Among the records that follow, find each line holding the word "woman" and copy it.

- _Excerpted data_:
......

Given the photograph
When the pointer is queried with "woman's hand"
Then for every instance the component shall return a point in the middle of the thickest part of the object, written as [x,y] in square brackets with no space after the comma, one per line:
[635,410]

......

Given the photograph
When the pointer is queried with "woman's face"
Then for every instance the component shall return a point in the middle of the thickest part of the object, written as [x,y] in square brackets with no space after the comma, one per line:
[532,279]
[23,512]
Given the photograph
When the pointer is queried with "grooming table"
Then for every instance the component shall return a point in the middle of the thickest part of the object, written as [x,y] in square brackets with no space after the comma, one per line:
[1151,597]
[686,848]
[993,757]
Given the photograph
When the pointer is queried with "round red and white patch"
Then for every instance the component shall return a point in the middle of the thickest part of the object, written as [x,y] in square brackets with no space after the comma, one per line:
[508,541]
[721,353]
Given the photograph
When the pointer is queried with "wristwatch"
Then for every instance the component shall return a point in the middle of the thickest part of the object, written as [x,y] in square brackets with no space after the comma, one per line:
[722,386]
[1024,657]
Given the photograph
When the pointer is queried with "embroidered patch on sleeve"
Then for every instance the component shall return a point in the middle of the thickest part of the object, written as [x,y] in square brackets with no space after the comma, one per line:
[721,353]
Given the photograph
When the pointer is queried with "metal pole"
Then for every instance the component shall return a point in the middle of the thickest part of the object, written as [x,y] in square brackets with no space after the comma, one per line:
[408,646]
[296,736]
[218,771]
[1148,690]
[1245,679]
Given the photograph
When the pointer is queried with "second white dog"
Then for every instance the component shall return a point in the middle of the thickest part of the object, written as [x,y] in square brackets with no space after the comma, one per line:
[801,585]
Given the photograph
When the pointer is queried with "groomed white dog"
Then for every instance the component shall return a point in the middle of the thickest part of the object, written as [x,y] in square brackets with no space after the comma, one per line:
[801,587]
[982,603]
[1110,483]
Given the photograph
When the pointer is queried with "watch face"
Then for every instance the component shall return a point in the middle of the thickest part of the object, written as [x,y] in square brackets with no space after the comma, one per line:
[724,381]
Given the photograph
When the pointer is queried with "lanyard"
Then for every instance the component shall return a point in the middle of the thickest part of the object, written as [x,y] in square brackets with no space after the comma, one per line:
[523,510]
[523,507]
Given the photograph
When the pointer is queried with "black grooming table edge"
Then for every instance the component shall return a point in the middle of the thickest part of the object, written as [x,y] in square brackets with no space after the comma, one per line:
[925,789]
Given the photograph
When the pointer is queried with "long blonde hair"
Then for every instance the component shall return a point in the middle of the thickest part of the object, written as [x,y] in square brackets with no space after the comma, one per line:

......

- _Reply_:
When the pointer is queried with "woman's hand"
When the pointer is queried with "woman's face"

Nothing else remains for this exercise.